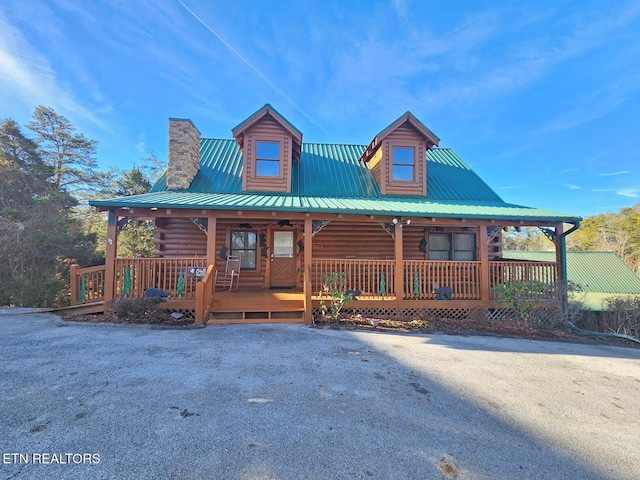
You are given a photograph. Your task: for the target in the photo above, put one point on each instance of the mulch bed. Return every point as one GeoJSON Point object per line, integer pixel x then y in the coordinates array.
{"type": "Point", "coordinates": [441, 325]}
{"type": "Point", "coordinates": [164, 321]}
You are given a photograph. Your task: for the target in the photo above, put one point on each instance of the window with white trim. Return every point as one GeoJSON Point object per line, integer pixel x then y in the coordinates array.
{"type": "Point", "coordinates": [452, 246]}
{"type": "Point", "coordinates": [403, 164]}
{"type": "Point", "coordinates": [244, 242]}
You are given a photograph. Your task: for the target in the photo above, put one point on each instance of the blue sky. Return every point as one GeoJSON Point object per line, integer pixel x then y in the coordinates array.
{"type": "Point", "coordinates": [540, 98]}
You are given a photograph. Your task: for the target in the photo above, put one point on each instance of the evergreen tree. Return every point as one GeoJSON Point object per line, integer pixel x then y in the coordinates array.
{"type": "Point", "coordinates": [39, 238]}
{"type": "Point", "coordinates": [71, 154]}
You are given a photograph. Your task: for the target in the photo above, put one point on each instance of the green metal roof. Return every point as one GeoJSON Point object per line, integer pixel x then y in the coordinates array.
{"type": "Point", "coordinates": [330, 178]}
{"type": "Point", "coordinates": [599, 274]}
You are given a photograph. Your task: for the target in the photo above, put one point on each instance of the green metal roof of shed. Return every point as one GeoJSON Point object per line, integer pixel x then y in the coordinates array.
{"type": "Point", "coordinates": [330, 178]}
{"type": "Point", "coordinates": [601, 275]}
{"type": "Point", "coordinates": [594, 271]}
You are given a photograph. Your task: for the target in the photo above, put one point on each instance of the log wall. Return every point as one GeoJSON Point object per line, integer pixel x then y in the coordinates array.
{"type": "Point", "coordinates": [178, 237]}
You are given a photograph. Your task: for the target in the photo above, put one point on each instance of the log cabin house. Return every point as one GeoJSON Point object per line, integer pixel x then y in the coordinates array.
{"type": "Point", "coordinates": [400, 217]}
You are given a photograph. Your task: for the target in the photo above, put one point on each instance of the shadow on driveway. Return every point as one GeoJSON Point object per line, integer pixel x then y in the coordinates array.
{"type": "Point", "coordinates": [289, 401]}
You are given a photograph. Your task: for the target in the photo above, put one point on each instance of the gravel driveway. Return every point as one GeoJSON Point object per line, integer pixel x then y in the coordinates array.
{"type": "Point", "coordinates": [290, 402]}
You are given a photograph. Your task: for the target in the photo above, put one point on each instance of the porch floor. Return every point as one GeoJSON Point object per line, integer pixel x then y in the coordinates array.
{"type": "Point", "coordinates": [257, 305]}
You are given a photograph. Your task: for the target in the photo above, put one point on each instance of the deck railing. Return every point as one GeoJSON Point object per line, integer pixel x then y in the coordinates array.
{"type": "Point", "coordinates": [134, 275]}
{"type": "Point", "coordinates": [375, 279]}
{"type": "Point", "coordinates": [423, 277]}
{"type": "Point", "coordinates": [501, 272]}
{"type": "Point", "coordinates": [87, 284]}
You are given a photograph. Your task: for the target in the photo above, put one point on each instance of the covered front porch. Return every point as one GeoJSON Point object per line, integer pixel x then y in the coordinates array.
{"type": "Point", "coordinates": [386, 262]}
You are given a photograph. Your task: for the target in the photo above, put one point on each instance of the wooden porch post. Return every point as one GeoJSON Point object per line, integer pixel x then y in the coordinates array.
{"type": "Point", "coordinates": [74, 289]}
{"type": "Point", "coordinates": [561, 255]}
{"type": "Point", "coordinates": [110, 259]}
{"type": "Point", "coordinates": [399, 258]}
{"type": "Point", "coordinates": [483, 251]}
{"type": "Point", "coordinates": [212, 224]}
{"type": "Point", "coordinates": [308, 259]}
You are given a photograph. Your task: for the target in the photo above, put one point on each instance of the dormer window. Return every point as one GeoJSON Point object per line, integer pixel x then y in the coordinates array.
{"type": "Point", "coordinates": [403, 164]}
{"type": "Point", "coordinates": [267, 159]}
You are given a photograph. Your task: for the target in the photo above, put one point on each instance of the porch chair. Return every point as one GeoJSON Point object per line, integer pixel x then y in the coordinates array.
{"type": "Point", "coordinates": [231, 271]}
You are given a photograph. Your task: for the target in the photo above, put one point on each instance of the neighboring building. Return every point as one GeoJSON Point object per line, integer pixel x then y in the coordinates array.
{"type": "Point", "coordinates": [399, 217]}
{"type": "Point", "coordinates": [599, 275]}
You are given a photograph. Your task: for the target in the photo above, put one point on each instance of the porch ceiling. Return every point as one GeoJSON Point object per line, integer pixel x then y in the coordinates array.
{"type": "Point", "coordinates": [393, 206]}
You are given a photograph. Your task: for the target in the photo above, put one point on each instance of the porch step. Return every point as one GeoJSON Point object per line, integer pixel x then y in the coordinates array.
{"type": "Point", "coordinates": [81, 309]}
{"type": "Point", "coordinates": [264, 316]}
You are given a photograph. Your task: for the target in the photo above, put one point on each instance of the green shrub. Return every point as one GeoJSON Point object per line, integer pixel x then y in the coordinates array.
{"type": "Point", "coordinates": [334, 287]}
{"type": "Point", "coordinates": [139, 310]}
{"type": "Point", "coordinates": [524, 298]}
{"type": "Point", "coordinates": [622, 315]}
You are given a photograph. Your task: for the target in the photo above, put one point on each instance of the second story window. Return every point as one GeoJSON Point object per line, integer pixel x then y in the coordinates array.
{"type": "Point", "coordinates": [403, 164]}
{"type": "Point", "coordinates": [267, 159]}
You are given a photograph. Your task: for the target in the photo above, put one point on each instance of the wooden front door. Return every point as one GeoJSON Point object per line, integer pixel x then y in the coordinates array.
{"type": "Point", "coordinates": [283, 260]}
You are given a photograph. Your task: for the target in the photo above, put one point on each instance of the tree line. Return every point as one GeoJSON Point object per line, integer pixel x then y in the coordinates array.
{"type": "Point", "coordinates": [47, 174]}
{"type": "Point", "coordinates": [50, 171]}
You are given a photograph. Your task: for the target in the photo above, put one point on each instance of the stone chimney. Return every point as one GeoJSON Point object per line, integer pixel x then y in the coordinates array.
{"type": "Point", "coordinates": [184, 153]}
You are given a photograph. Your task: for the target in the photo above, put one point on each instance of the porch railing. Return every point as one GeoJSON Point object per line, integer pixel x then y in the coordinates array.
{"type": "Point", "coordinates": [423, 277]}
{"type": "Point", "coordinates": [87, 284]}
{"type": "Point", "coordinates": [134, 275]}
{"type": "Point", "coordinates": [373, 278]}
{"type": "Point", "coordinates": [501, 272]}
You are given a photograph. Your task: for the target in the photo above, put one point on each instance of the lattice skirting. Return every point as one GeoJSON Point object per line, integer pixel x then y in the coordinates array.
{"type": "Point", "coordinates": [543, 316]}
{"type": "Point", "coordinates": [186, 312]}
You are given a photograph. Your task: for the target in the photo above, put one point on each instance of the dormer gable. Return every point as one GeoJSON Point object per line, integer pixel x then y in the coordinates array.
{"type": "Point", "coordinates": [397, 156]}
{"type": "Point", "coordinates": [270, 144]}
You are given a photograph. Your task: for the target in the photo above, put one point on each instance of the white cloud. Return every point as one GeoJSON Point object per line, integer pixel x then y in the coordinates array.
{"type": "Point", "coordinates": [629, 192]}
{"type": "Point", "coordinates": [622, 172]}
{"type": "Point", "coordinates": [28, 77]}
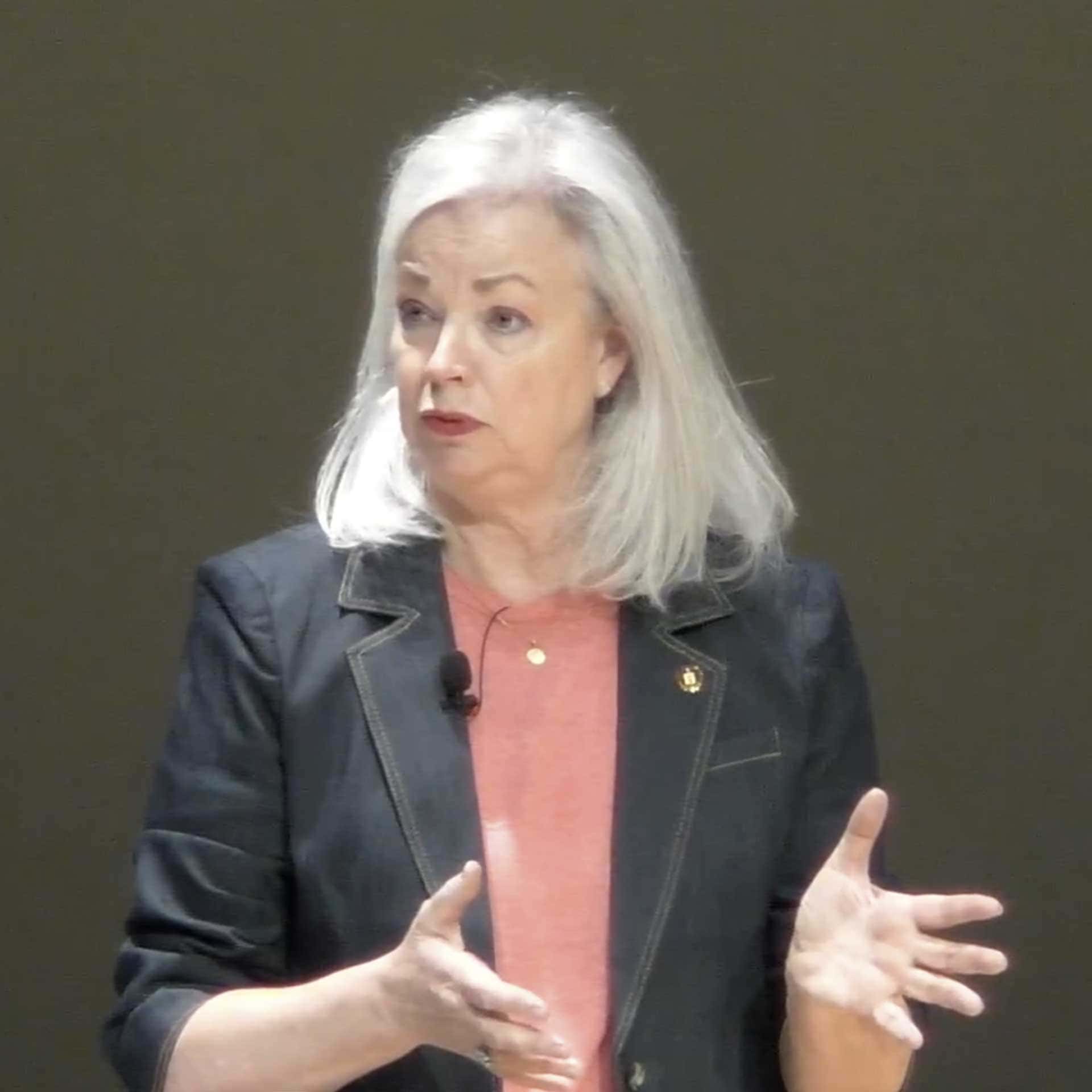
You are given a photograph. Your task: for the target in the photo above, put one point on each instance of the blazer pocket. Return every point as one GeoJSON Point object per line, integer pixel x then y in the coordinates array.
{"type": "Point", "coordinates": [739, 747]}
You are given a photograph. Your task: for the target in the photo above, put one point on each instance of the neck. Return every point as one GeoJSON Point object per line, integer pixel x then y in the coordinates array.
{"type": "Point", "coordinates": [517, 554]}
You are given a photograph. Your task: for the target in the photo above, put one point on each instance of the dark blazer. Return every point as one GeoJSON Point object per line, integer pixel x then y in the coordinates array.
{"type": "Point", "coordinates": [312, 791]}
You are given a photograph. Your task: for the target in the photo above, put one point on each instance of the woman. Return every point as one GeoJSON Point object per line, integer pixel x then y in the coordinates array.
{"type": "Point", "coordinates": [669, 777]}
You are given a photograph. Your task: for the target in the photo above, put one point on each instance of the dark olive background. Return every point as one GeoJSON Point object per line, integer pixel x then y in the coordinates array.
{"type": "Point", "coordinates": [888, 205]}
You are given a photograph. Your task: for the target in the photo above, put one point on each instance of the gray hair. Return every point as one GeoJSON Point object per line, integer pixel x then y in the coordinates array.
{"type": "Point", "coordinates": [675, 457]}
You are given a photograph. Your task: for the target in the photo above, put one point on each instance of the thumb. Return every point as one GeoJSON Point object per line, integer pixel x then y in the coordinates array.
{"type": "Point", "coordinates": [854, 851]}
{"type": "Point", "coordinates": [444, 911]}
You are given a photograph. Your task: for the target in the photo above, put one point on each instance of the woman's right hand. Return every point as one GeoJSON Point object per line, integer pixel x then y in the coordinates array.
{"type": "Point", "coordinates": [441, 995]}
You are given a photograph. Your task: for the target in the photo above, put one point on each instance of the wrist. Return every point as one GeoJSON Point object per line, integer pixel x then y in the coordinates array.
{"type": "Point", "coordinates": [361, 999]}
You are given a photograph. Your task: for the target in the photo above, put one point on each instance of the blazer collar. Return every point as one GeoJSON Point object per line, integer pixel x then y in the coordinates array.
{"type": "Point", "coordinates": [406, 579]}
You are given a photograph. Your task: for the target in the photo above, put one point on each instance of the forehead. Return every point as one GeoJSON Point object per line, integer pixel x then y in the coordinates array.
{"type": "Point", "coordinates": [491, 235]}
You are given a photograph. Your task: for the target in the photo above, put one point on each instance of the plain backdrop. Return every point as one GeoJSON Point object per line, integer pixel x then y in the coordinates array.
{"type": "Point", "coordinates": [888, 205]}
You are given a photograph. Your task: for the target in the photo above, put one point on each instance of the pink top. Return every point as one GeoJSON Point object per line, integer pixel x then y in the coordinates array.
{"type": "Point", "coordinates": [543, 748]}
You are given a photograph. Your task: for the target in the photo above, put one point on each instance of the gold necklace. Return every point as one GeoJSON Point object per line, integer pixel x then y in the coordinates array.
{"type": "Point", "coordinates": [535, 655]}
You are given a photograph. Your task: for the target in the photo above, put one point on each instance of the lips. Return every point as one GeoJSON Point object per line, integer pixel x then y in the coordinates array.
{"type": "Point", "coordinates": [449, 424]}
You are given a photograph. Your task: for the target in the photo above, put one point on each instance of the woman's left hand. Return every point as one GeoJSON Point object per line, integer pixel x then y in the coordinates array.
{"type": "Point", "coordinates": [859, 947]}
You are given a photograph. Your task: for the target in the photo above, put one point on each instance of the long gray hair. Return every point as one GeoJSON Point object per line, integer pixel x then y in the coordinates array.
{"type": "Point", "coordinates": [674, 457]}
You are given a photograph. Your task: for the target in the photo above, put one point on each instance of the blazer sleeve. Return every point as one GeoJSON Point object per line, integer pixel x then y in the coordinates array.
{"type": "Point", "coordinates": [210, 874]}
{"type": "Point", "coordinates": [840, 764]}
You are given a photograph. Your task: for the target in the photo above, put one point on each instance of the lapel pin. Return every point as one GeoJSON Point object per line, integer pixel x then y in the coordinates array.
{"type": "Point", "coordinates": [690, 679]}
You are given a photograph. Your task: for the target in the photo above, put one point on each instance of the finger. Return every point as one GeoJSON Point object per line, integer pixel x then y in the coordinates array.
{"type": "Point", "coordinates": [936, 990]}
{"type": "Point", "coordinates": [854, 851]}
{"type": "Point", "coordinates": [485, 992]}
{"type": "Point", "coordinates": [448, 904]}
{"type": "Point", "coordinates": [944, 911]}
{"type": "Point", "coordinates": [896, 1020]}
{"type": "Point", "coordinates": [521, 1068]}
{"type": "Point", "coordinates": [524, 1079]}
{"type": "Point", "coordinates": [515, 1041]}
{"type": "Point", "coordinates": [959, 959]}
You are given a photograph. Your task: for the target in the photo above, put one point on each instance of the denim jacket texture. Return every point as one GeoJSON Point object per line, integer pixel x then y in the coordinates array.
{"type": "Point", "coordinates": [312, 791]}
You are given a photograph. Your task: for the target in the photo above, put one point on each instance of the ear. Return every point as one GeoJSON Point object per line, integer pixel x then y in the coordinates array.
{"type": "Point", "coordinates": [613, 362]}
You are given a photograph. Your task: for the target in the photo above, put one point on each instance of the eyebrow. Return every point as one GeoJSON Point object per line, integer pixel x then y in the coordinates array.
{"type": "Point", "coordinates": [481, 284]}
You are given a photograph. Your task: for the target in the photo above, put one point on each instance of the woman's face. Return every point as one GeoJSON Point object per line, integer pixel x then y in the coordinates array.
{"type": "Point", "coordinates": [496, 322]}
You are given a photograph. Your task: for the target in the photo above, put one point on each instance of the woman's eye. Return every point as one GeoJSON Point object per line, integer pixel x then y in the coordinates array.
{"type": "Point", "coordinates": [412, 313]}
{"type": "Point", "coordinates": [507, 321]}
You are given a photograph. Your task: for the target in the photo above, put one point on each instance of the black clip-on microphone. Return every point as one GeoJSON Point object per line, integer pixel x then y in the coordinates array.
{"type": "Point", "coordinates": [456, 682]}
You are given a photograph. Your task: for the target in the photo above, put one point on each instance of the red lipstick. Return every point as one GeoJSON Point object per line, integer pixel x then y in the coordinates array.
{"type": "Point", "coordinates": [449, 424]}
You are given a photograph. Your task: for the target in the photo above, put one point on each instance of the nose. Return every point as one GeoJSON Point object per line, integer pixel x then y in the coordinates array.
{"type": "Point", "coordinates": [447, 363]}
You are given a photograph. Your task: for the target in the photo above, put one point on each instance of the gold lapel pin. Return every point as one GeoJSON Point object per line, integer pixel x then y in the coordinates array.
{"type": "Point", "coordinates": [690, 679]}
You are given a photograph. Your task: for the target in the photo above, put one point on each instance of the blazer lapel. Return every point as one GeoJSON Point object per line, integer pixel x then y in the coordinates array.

**GIVEN INSTRUCTION**
Reproduce only the lines from the line containing "of the nose." to the last line of the material above, both of those lines included.

**REPLY TO THE TASK**
You are given a photograph. Your task: for the target in the photo above, put one point on each instance of the nose. Return every point as one GeoJSON Point object per line, integer pixel x then y in the coordinates array.
{"type": "Point", "coordinates": [447, 363]}
You are given a photograph. Your task: for the target in the photo above, put one point on each instance of the gold lapel pin. Return every point as one GeoJSON Point object per line, integer pixel x then y in the coordinates array.
{"type": "Point", "coordinates": [690, 679]}
You are given a photograph. Your task: for the target in the photo above, put one point on each instance of the blazer lapel. Return every point as one GeoJSON Point object per line, integer pixel x then y in the coordinates array.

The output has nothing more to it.